>>>

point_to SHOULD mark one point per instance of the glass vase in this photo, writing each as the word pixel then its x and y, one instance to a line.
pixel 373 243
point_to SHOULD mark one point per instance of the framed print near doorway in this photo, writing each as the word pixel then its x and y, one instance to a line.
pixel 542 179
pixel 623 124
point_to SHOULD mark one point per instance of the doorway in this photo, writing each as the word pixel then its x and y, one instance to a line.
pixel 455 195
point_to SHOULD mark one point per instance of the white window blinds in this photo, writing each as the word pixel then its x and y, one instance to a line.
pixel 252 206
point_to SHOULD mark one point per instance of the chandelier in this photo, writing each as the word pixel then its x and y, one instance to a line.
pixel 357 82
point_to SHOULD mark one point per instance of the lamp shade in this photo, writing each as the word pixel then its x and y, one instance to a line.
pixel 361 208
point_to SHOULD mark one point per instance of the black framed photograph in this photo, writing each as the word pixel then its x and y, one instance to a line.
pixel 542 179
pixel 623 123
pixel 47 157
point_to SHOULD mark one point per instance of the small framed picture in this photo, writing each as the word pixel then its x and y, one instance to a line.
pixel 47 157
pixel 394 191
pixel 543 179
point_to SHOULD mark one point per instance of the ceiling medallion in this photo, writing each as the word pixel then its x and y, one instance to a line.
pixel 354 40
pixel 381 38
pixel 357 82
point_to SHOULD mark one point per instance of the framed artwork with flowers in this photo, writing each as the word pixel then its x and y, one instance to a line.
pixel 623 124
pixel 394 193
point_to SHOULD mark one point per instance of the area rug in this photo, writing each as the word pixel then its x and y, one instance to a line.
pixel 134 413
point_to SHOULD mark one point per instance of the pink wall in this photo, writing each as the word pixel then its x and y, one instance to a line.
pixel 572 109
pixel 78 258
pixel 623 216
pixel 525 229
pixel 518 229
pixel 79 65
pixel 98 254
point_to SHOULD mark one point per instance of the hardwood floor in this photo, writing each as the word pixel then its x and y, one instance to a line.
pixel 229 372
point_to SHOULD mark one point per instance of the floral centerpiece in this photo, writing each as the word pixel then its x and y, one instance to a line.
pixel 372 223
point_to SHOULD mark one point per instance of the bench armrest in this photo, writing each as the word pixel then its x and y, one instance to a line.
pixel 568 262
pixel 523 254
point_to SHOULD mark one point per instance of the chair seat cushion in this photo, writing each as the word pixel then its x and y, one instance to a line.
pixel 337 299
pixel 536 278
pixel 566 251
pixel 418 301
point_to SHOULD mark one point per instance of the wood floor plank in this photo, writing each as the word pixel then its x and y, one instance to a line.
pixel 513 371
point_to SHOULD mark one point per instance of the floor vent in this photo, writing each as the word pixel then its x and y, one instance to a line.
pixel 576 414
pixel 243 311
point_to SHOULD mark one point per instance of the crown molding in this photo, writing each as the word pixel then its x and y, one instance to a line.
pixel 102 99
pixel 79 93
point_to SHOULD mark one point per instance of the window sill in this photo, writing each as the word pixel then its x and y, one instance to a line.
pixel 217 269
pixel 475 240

<<<

Rewrite all of the records above with every "one instance to a line" changed to "each instance on its own line" and everything else left as it is.

* EXPECTED ANSWER:
point_to SHOULD mark one point per instance of the glass vase in this photo, writing each as the word pixel then its x and y, each instance on its own line.
pixel 373 243
point_to SHOULD mark one point per instance of the framed print near doorway in this photo, writing each as the word pixel then its x and y, each instance on its own line.
pixel 542 179
pixel 623 124
point_to SHOULD mark one point per instance of the doorway in this photo, writing each as the word pixel then its x and y, each instance on its own line.
pixel 455 195
point_to SHOULD mark one point per instance of the white window blinds in this photo, writing each as the word pixel then its x and y, each instance on its own line.
pixel 252 206
point_to SHOULD mark one point per instance of the chandelier in this photo, writing each as the word pixel then its x and y, each instance on its own line.
pixel 357 82
point_to SHOULD mark one point per instance of the lamp shade in this photo, writing each as the word pixel then its x and y, each instance on its own line.
pixel 361 208
point_to SHOULD mark one point per instance of the black framed photograph in this photo, writing each as the word pixel then its x and y, each instance on its own line.
pixel 542 179
pixel 623 123
pixel 47 157
point_to SHOULD mark one point per instance of the small framed picture in this photo, writing each as the word pixel then its x and y, each instance on its own line.
pixel 47 157
pixel 394 191
pixel 543 179
point_to SHOULD mark one point per instance of the ceiling medallion in this photo, writing each as the word pixel then its x and y, each instance on its own line.
pixel 354 40
pixel 381 38
pixel 357 82
point_to SHOULD mark one point per instance of the framed artwork with flowers in this photo, writing each as the word pixel then its x and y, each instance on its own line.
pixel 623 124
pixel 394 193
point_to SHOULD mark one point per instance of the area rug in this photo, writing each as the word pixel then its x and y, each instance on its own line.
pixel 134 413
point_to SHOULD mark one point per instance of the pink wall in this photo, writing each as the word pixel then its x and y, each instance on its own line.
pixel 572 109
pixel 78 258
pixel 623 216
pixel 525 229
pixel 518 229
pixel 79 65
pixel 98 254
point_to SHOULD mark one point per instance of the hardwood floor in this photo, writing each as the word pixel then its x and y, each instance on its own line.
pixel 229 372
point_to SHOULD mark one point per instance of the floral centerpiece in this photo, writing each as the word pixel then its x and y, each instance on its own line.
pixel 372 223
point_to SHOULD mark one point per instance of the bench armrest in this photo, writing each as the word pixel then its x and y, each instance on its own line.
pixel 568 262
pixel 523 254
point_to SHOULD mark one point per instance of the chair seat cushion in this photo, writing each as the word pixel then its x and y, each instance on its own line.
pixel 337 299
pixel 536 278
pixel 566 251
pixel 418 301
point_to SHOULD mark one point per instance of the wood floor plank in this photo, writing each as the word pixel then its x and y, each instance on its own line.
pixel 513 371
point_to SHOULD mark one point per instance of the floor vent in this photo, writing each as the word pixel then its x and y, each instance on its own line.
pixel 576 414
pixel 243 311
point_to SHOULD mark one point per instance of the crown molding in this photo, writing each as the word pixel then its x and y, each instance on its own line.
pixel 102 99
pixel 79 93
point_to SHOULD mark one point per instance of the window sill in this photo, writing each as the word pixel then its x and y, each instance on its own line.
pixel 217 269
pixel 475 240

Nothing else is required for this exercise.